Segment Open
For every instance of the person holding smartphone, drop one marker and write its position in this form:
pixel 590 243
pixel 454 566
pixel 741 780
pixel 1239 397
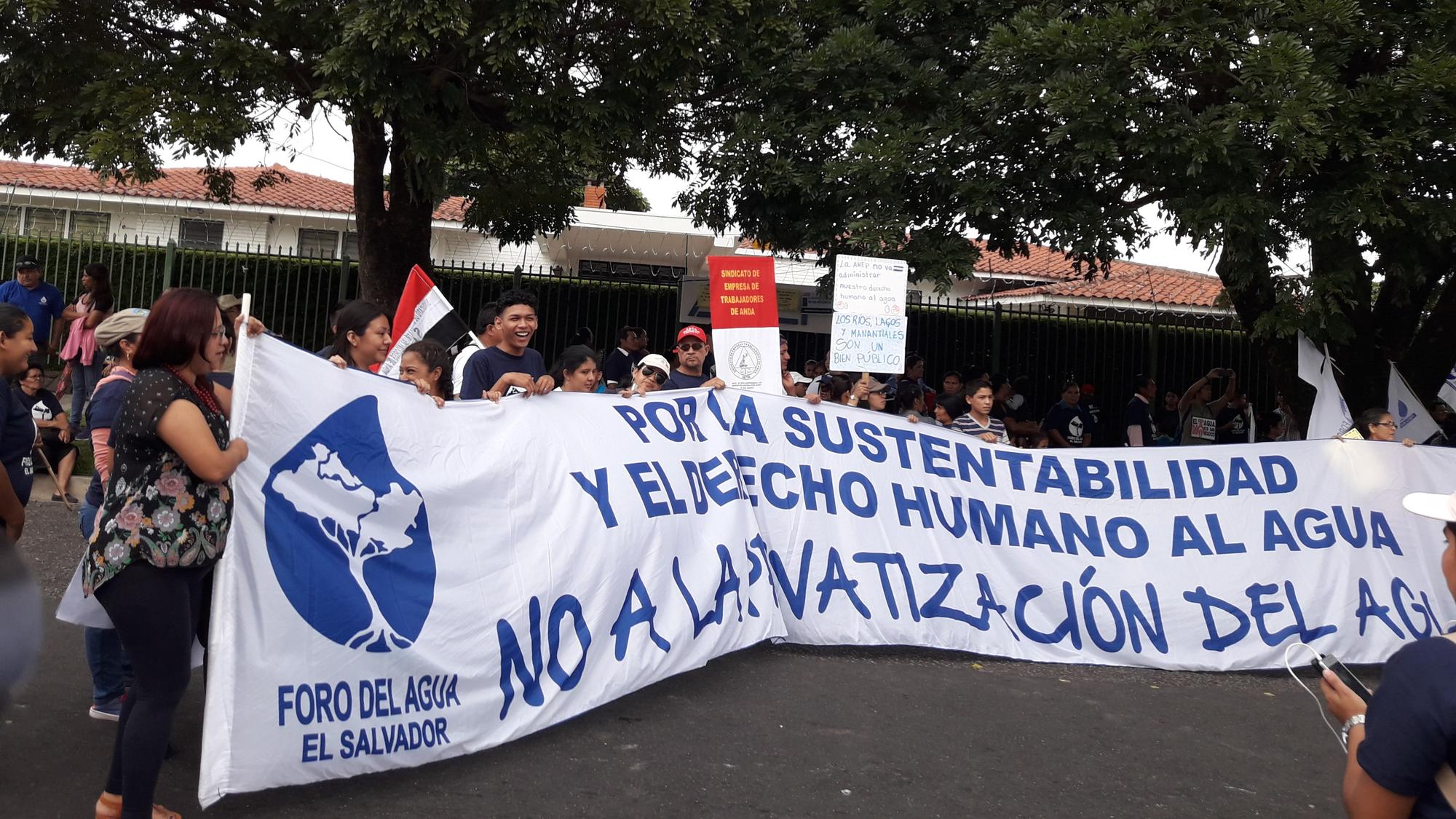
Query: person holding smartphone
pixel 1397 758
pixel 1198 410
Segment Closed
Segment Open
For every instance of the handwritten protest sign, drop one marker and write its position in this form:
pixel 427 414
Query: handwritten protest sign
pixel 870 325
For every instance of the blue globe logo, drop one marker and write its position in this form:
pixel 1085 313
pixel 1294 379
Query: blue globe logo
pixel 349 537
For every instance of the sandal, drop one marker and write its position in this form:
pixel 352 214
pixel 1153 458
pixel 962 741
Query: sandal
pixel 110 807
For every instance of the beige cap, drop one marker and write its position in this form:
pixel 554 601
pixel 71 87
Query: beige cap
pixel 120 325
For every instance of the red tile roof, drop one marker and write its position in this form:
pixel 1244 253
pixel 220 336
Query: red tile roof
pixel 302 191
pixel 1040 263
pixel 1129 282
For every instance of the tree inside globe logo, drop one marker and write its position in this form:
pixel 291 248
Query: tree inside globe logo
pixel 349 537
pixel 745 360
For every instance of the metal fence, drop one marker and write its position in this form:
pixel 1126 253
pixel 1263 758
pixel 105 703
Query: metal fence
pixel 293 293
Segment Closed
YOUR INSTRUCTIONS:
Look through the material above and print exactly the lines from the one containing "Query: sandal" to the one containing "pixel 220 336", both included, and nothing more.

ANSWER SECTION:
Query: sandal
pixel 110 807
For every instance of the beige cap, drop one marker and write its position in this form:
pixel 554 601
pixel 71 87
Query: beige cap
pixel 120 325
For every instance of the red tile roof, drop one marker and write its position in this form:
pixel 1244 253
pixel 220 336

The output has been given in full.